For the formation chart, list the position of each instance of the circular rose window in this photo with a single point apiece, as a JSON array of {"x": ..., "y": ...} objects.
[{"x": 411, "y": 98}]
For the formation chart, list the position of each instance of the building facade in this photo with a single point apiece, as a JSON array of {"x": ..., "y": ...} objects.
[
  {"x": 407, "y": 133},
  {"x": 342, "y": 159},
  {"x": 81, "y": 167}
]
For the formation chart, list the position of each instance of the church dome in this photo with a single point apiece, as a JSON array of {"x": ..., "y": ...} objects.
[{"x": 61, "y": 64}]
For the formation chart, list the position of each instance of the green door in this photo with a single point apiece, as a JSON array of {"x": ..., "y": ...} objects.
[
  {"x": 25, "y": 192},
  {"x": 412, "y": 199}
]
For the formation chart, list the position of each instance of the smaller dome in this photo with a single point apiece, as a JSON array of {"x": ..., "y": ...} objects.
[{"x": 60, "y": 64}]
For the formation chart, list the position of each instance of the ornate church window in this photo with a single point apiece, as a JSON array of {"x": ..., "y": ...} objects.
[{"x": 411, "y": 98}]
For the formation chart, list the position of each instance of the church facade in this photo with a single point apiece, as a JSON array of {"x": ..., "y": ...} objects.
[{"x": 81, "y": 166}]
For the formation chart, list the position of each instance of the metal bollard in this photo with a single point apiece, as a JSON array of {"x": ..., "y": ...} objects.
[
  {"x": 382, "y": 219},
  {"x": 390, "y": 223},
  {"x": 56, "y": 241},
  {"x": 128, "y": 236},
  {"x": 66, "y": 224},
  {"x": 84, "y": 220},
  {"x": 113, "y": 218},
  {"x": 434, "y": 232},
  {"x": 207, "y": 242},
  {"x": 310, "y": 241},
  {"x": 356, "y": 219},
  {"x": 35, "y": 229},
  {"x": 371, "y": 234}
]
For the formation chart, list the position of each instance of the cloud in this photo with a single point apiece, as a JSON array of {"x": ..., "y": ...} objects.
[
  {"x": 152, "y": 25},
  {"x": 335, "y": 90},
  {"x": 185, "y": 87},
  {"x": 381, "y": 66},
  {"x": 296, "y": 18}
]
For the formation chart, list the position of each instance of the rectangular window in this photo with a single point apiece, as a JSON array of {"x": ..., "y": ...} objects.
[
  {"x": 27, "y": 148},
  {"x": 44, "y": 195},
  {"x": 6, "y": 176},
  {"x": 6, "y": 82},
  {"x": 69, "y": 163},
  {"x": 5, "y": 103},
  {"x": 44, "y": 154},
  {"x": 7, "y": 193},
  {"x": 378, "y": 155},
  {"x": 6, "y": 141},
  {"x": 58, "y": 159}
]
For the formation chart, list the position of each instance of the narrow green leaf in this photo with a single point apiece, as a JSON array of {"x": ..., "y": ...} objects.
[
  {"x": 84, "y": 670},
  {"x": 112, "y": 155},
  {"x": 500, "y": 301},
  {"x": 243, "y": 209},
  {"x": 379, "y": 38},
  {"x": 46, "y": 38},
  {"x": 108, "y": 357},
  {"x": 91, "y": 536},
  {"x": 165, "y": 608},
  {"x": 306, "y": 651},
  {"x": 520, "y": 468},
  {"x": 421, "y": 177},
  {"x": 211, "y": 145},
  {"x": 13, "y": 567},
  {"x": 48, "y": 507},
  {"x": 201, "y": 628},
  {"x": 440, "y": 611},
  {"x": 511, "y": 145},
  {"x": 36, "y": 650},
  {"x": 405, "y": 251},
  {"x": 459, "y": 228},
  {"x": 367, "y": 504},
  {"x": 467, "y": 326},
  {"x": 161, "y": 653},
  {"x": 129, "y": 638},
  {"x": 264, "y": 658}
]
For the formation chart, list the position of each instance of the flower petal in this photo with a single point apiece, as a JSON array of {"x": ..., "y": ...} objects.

PROMPT
Quote each line of the listing above exactly.

TASK SOLUTION
For the formation chart, list the position of each instance of the circular rose window in this photo with a single point apiece, as a JSON array of {"x": ..., "y": ...} objects.
[{"x": 411, "y": 98}]
For the formation chart, list the position of each instance of the building facade in this photo with a single point apiece, as a JSON array of {"x": ..., "y": ...} objects.
[
  {"x": 407, "y": 133},
  {"x": 342, "y": 159},
  {"x": 81, "y": 167}
]
For the formation chart, list the position of each instance of the church dome in this photo with a single point apiece, as a JSON array of {"x": ..., "y": ...} objects.
[{"x": 61, "y": 64}]
For the formation chart, list the position of each instance of the green door in this photo with a single point apiece, as a JSON array of {"x": ..., "y": ...} objects.
[
  {"x": 25, "y": 192},
  {"x": 412, "y": 199}
]
For the formation chart, list the position of each instance of the smaller dome in this photo with a single point apiece, as a JSON array of {"x": ..., "y": ...} objects.
[{"x": 60, "y": 64}]
For the formation chart, list the position of each instance of the ornate church window in this photo with a single point apiece, as a JSON array of {"x": ..., "y": ...} objects.
[{"x": 411, "y": 98}]
For the formation chart, list the position of each instance of the church facade in this photo with a single point apiece, as a JSON array of {"x": ..., "y": ...} objects.
[{"x": 81, "y": 166}]
For the formation chart, list the position of each instance of the metal bollard in this photo with a single point apiece, as a JSON array of {"x": ..., "y": ...} objects.
[
  {"x": 382, "y": 219},
  {"x": 390, "y": 223},
  {"x": 56, "y": 241},
  {"x": 128, "y": 236},
  {"x": 66, "y": 224},
  {"x": 84, "y": 220},
  {"x": 113, "y": 218},
  {"x": 434, "y": 232},
  {"x": 207, "y": 242},
  {"x": 310, "y": 241},
  {"x": 356, "y": 219},
  {"x": 35, "y": 229},
  {"x": 371, "y": 234}
]
For the formation chart, list the position of each instance of the cloud in this photo with a single point apiece, as a JSON array of {"x": ..., "y": ...} objects.
[
  {"x": 152, "y": 25},
  {"x": 335, "y": 90},
  {"x": 185, "y": 87},
  {"x": 381, "y": 66},
  {"x": 296, "y": 18}
]
For the formation chart, list the position of each instance of the rectangular window in this photo with a single point apiece, as a JSON array of {"x": ..., "y": ...} objects.
[
  {"x": 27, "y": 148},
  {"x": 44, "y": 195},
  {"x": 6, "y": 176},
  {"x": 6, "y": 82},
  {"x": 69, "y": 163},
  {"x": 5, "y": 103},
  {"x": 44, "y": 154},
  {"x": 7, "y": 193},
  {"x": 378, "y": 155},
  {"x": 6, "y": 141},
  {"x": 58, "y": 159}
]
For the formation chart, list the position of each instance of the narrow green leaf in this photo with a single point apiece, as a JSON array of {"x": ..., "y": ...} objects.
[
  {"x": 84, "y": 670},
  {"x": 112, "y": 155},
  {"x": 500, "y": 301},
  {"x": 243, "y": 209},
  {"x": 379, "y": 38},
  {"x": 46, "y": 38},
  {"x": 108, "y": 357},
  {"x": 91, "y": 536},
  {"x": 165, "y": 608},
  {"x": 306, "y": 651},
  {"x": 520, "y": 468},
  {"x": 421, "y": 177},
  {"x": 211, "y": 145},
  {"x": 13, "y": 567},
  {"x": 48, "y": 507},
  {"x": 201, "y": 628},
  {"x": 440, "y": 611},
  {"x": 511, "y": 145},
  {"x": 36, "y": 650},
  {"x": 405, "y": 251},
  {"x": 459, "y": 228},
  {"x": 367, "y": 504},
  {"x": 467, "y": 326},
  {"x": 161, "y": 653},
  {"x": 129, "y": 638},
  {"x": 264, "y": 658}
]
For the formation chart, list the position of each instance of the flower petal in this photo with a single point apiece, as a JSON array of {"x": ..., "y": ...} objects.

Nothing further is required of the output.